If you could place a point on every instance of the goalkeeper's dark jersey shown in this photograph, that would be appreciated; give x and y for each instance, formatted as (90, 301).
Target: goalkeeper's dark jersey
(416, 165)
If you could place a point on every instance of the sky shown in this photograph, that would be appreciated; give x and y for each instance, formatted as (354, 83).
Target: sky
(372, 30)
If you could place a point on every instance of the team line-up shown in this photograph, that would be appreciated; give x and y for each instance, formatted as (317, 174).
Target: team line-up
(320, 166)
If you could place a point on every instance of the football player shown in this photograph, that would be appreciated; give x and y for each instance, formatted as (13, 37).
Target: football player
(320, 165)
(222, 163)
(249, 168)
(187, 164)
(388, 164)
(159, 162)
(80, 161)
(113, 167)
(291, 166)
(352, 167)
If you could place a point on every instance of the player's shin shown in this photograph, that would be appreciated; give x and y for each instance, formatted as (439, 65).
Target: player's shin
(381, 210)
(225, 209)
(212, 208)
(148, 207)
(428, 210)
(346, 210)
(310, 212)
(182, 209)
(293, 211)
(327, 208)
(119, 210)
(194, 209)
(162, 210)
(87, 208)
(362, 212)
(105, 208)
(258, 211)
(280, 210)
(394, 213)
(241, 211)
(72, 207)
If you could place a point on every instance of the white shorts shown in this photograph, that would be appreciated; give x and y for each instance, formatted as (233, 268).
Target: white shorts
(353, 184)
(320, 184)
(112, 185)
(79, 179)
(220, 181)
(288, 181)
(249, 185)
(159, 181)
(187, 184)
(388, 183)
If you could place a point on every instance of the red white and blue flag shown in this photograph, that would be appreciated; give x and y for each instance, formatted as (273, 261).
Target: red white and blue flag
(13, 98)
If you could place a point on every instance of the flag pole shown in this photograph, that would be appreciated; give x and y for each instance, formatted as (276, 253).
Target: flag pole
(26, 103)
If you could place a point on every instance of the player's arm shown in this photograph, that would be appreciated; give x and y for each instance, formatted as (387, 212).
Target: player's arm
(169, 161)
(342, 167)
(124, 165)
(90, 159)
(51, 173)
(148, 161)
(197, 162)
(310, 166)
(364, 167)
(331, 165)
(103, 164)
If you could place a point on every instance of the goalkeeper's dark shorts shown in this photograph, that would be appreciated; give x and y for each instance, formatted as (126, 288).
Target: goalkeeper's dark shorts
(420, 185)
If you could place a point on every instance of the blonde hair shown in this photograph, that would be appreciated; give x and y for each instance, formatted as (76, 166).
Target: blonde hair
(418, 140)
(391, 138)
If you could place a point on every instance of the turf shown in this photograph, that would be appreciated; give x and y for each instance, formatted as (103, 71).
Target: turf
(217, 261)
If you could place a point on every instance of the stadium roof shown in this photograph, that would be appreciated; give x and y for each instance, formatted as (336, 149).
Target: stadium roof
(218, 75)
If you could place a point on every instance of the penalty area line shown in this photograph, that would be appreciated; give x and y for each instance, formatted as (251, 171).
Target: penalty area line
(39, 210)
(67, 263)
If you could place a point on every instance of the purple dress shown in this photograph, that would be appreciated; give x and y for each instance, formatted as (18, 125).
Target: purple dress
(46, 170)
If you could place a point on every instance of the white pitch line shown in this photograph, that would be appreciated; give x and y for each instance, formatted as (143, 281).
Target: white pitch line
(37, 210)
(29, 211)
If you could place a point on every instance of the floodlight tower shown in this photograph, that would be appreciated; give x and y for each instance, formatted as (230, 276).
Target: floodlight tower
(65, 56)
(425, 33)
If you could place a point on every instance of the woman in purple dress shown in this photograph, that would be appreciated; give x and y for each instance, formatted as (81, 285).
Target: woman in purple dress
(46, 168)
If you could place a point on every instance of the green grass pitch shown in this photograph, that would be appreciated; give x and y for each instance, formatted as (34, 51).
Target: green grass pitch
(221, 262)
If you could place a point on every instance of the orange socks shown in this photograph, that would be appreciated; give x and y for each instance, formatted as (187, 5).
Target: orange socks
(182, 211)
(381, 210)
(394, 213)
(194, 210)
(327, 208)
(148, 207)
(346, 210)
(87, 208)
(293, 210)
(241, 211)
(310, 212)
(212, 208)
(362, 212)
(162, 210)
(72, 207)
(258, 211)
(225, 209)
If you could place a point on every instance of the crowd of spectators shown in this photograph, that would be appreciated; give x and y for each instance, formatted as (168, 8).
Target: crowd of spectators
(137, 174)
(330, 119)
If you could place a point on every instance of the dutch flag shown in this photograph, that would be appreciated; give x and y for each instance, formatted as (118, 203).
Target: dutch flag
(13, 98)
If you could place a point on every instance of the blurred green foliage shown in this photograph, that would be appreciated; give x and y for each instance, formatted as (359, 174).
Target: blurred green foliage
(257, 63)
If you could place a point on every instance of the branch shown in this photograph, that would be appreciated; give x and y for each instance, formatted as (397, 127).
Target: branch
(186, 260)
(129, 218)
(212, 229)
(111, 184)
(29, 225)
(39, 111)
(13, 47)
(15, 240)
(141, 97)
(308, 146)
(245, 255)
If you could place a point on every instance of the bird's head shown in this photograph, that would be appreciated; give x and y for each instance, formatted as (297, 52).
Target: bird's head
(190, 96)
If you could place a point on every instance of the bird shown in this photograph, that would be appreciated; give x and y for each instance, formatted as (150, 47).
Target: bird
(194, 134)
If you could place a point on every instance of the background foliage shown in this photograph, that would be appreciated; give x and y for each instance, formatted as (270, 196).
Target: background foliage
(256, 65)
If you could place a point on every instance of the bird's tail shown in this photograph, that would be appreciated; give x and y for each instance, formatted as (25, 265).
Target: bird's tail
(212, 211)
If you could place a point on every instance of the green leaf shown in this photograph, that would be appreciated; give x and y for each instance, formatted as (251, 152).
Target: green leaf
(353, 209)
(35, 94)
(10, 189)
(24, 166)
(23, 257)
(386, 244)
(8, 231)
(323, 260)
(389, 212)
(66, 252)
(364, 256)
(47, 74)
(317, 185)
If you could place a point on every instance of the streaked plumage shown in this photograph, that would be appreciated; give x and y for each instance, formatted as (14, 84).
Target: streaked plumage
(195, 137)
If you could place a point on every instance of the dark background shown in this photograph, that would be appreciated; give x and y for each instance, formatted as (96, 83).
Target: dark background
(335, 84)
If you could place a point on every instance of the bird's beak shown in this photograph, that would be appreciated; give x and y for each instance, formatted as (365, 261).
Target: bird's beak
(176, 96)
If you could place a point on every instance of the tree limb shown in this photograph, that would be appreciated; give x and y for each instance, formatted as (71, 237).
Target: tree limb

◆ Exercise brief: What's required is that all of the material be returned exactly.

◆ The answer:
If you could place a point on every instance of the goalkeeper's dark jersey shown in this photograph, that would be appreciated; give x and y for each instance, formatted as (90, 301).
Target: goalkeeper's dark jersey
(416, 165)
If you could place a point on every instance of the sky shown in this photograph, that would be appreciated; give x and y for each instance, formatted as (354, 83).
Target: sky
(372, 30)
If you could place a point on every instance of the team line-up shown in this photograph, that would be appreciated; give x and y for each instance, formatted as (317, 174).
Target: team line-up
(320, 166)
If you could place a point on every instance of the football player shown in this photograph, that would be appreciated; give x and y for each instance, formatted as (13, 37).
Target: football player
(320, 165)
(222, 163)
(249, 168)
(187, 164)
(388, 164)
(159, 162)
(80, 161)
(113, 167)
(291, 166)
(352, 167)
If you could place a point on every instance of the player's shin shown in this photograph, that would be appreciated; give x and y for each instance, formatted as (439, 65).
Target: player's shin
(381, 210)
(225, 209)
(212, 208)
(148, 207)
(428, 210)
(346, 210)
(310, 212)
(182, 209)
(293, 211)
(327, 208)
(119, 210)
(194, 209)
(162, 210)
(87, 208)
(362, 212)
(105, 208)
(258, 211)
(280, 210)
(394, 213)
(241, 211)
(72, 207)
If you could place a point on every instance of the white shorts shown in this photograph, that would be appreciated; give x and y for each instance, formatted as (233, 268).
Target: white shorts
(353, 184)
(320, 184)
(112, 185)
(79, 179)
(220, 181)
(288, 181)
(249, 185)
(159, 181)
(187, 184)
(388, 183)
If you could place a point on every instance of the red white and blue flag shown in this photograph, that would be appreciated; give x and y for each instance, formatted as (273, 261).
Target: red white and blue flag
(13, 98)
If you could place a point on every instance of the flag pole shown in this photograph, that would be appreciated; give x and y for each instance, formatted as (276, 253).
Target: flag pole
(26, 103)
If you could place a point on every instance of the player's arm shown in this photograph, that would be appreciated; give x and y for each instance, formatted as (387, 212).
Target: player's arm
(169, 161)
(342, 167)
(124, 165)
(90, 159)
(51, 173)
(148, 161)
(197, 162)
(310, 166)
(364, 167)
(331, 165)
(103, 164)
If you could place a point on every instance of the goalkeeper's dark shorts shown in this photograph, that would be appreciated; give x and y for each instance, formatted as (126, 288).
Target: goalkeeper's dark shorts
(420, 185)
If you could place a point on every instance of the blonde hair shown in this photograph, that would be appreciated; give x and y for each instance, formatted as (76, 166).
Target: blonde hair
(418, 140)
(391, 138)
If you could place a point on every instance of the turf shown in this photograph, that would be appreciated; give x and y for each instance, formatted as (103, 71).
Target: turf
(217, 261)
If you could place a point on every instance of the stadium roof shown in this photograph, that would be appreciated; give x and y for each instance, formatted as (336, 149).
Target: stadium roof
(218, 75)
If you could place a point on every instance of the penalty area line shown in this photograph, that would be appreciated; give x and y for each instance, formatted as (251, 171).
Target: penalty area line
(39, 210)
(67, 263)
If you could place a point on every instance of the purple dress shown in this photograph, that would be appreciated; give x and y for each instance, formatted as (18, 125).
Target: purple dress
(46, 170)
If you could place a point on every instance of the white pitch line shown in this photograph, that would be appreciated; give x and y for each instance, formatted as (143, 281).
Target: white pitch line
(37, 210)
(29, 211)
If you could place a point on every instance of the floodlight tower shown in this photograph, that would be appreciated; give x and y for each instance, formatted as (230, 276).
Target: floodlight tower
(65, 56)
(425, 33)
If you could place a point on every instance of the woman in purple dress shown in this photograph, that would be appreciated; give x and y for each instance, formatted as (81, 285).
Target: woman in purple dress
(46, 168)
If you could place a point on every instance of the green grass pitch shown in this photograph, that would be appreciated; give x and y for each instance, formatted as (34, 51).
Target: green grass pitch
(221, 262)
If you could place a point on every instance of the orange socks shown in this photograph, that would be appreciated; give x and y for each instance, formatted as (187, 5).
Target: orange socks
(182, 211)
(381, 210)
(394, 213)
(194, 210)
(327, 208)
(148, 207)
(346, 210)
(87, 208)
(293, 210)
(241, 211)
(310, 212)
(212, 208)
(362, 212)
(162, 210)
(72, 207)
(258, 211)
(225, 209)
If you could place a point on every instance of the crowd of spectators shown in this photograph, that would be appreciated; give x and y for each instance, formatted as (168, 8).
Target: crowd of spectators
(137, 174)
(330, 119)
If you could place a point on every instance of the dutch flag shown in this photograph, that would be appreciated; give x and y for each instance, formatted as (118, 203).
Target: dutch flag
(13, 98)
If you could place a point on every instance of the blurred green foliage shown in this photograph, that would be appreciated; give x and y for each instance, formatted as (359, 174).
Target: blurred green foliage
(257, 63)
If you could place a point on every instance of the branch shown in this photograph, that would be appreciated; give x and y for each instance, formatted as (397, 127).
Target: branch
(186, 260)
(129, 218)
(212, 229)
(111, 184)
(29, 225)
(39, 111)
(13, 47)
(15, 240)
(141, 97)
(308, 146)
(245, 255)
If you could place a point on every instance of the bird's head shown in this photograph, that would be appreciated; give x and y for each instance, formatted as (297, 52).
Target: bird's head
(190, 96)
If you could place a point on every instance of the bird shown in this photograph, that would be appreciated; give x and y for each instance, formatted as (150, 47).
Target: bird
(194, 134)
If you could place a point on every instance of the background foliage shown in this photograph, that would be appreciated; give x and y for each instance, formatted as (270, 196).
Target: background foliage
(256, 65)
If you could place a point on every instance of the bird's tail shown in this photograph, that would be appreciated; give x and y for each instance, formatted as (25, 265).
Target: bird's tail
(212, 211)
If you could place a point on every instance of the green leaf shown in this photograph, that would be appreciated; give x and y for each instance, formatted as (251, 152).
Target: green leaf
(353, 209)
(35, 94)
(10, 189)
(24, 166)
(23, 257)
(386, 244)
(8, 231)
(323, 260)
(389, 212)
(66, 252)
(364, 256)
(47, 74)
(317, 185)
If you could place a point on every instance of the streaked plumage shown in this photograph, that would be appreciated; give x and y for each instance, formatted as (14, 84).
Target: streaked plumage
(195, 137)
If you could place a point on every instance of the dark background shown in this photograph, that would be appreciated; give x and y for each instance, formatted as (96, 83).
Target: dark background
(335, 84)
If you could place a point on every instance of the bird's beak shown in this photograph, that would be appreciated; give x and y for each instance, formatted as (365, 261).
Target: bird's beak
(176, 96)
If you could place a point on every instance of the tree limb shown in this photograph, that would be appreciated; give x and y for each instance, formatted as (71, 237).
Target: tree limb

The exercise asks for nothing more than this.